- [Direction A]: Find every line in the rows that contains the string "Query" and copy each of those lines out in full.

- [Text]:
--- Start ---
Thursday, 14 November 2013

Autumn in Japan - Nikko (part 1)

If you ask a Japanese person which is there favourite season, you will get (99% of the time) one of two answers.  Spring or Autumn.  The weather in both seasons is not extreme.  Spring is loved in Japan as it is cherry blossom timeAutumn is cherished as it is the time when the leaves on a variety of trees (especially the maple tree) change colour.  There are two prized places where you can enjoy this.  One is at Kyoto and the other is at Nikko.  Having recently been to and written a couple of posts about Kyoto, the obvious choice was Nikko, so I arranged two midweek days off (it is crazy busy in Autumn on the weekend in Nikko!!) to head there (accompanied by Dan again) and see the autumn colours of Nikko.

Nikko lies about 140 km north of Tokyo and takes about two and a half to three hours to get there by train making it a viable (although rushed) daytrip option from Tokyo.  The first buildings to go up in the area that is now Nikko was the Rinno-ji temple in 766 AD.  This was followed soon after by Chuzen-ji temple in 784.  The town of Nikko slowly developed around these two temples and in 1617 Tosho-gu shrine was built and this started drawing large numbers of visitors to the area.
--- End ---
- [Records to use]:
--- Start ---
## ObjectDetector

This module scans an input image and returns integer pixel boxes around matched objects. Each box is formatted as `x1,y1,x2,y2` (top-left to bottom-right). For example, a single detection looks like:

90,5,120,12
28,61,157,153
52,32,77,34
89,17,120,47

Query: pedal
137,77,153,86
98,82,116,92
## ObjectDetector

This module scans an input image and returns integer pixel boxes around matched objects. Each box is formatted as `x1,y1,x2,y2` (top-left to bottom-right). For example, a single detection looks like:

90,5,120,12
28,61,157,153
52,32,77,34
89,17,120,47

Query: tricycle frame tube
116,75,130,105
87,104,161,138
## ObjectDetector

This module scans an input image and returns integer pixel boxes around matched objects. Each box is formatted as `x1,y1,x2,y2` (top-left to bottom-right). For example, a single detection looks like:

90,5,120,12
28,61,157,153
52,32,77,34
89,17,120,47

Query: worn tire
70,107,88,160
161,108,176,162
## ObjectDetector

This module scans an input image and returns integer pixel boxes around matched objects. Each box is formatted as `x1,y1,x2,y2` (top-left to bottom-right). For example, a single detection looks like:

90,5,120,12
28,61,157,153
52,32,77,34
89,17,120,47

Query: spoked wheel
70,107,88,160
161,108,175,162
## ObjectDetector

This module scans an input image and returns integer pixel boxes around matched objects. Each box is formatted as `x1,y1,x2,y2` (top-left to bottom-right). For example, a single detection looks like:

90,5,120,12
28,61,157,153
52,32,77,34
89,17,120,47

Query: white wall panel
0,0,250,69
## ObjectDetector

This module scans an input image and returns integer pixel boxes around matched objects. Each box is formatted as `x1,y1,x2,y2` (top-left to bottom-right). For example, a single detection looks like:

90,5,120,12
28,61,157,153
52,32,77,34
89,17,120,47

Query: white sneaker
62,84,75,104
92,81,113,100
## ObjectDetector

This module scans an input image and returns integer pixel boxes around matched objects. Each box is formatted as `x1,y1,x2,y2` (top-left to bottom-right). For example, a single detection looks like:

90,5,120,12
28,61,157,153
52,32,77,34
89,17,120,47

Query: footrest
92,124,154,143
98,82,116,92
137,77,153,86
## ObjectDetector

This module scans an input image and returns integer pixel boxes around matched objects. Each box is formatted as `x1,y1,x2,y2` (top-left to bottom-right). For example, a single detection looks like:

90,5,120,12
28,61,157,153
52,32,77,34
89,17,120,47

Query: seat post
--- End ---
- [Direction B]: In the Nikko post, which temple was the first building to go up in the area that is now Nikko?

- [Written reply A]:
Query: pedal
Query: tricycle frame tube
Query: worn tire
Query: spoked wheel
Query: white wall panel
Query: white sneaker
Query: footrest
Query: seat post

- [Written reply B]: The Rinno-ji temple, in 766 AD.